取り組む課題:
レコードの先頭から「Outline every instance」を含む行まで（その行も含む）を、空行を除いて番号付きリストとして出力せよ。画像は出力に含めないこと。

データの行:

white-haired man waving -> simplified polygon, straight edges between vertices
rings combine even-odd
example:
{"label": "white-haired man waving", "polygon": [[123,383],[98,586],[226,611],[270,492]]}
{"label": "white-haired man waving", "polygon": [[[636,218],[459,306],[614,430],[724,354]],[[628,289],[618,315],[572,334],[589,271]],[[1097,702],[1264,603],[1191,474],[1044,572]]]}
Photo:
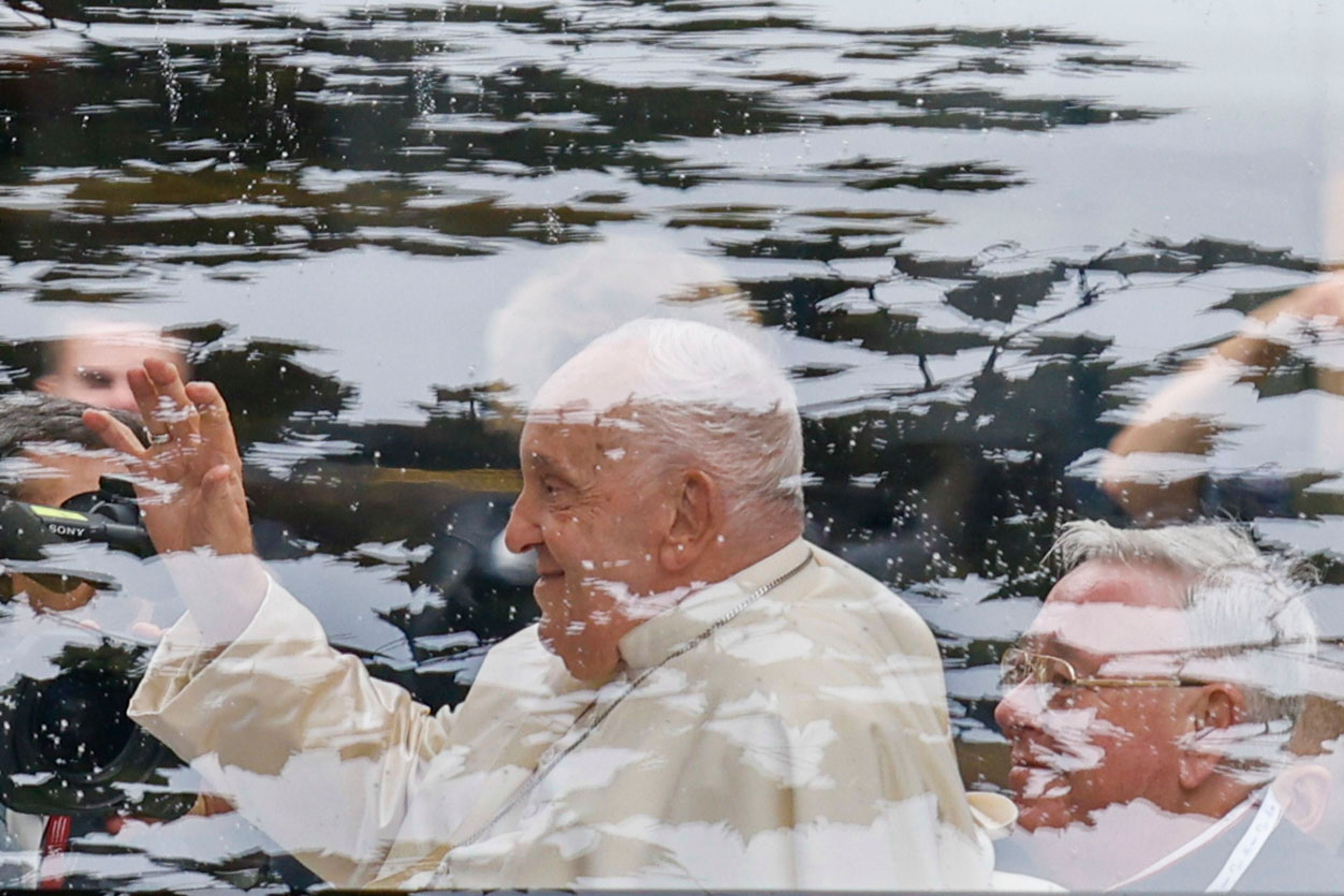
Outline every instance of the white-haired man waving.
{"label": "white-haired man waving", "polygon": [[[539,625],[430,715],[250,557],[227,411],[157,363],[146,481],[192,602],[132,715],[337,885],[973,888],[991,850],[919,618],[801,539],[793,390],[747,343],[636,321],[540,390],[505,541]],[[146,486],[146,496],[151,490]]]}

この問題の解答:
1. white-haired man waving -> simplified polygon, straight edges between vertices
2. rings combine even-odd
3. example:
4. {"label": "white-haired man waving", "polygon": [[123,383],[98,586],[226,611],[270,492]]}
5. {"label": "white-haired man waving", "polygon": [[[636,218],[459,306],[614,430],[724,354]],[[628,289],[618,315],[572,334],[589,271]],[[1097,702],[1264,603],[1191,474],[1044,572]]]}
6. Photo:
7. Outline every instance of the white-haired man waving.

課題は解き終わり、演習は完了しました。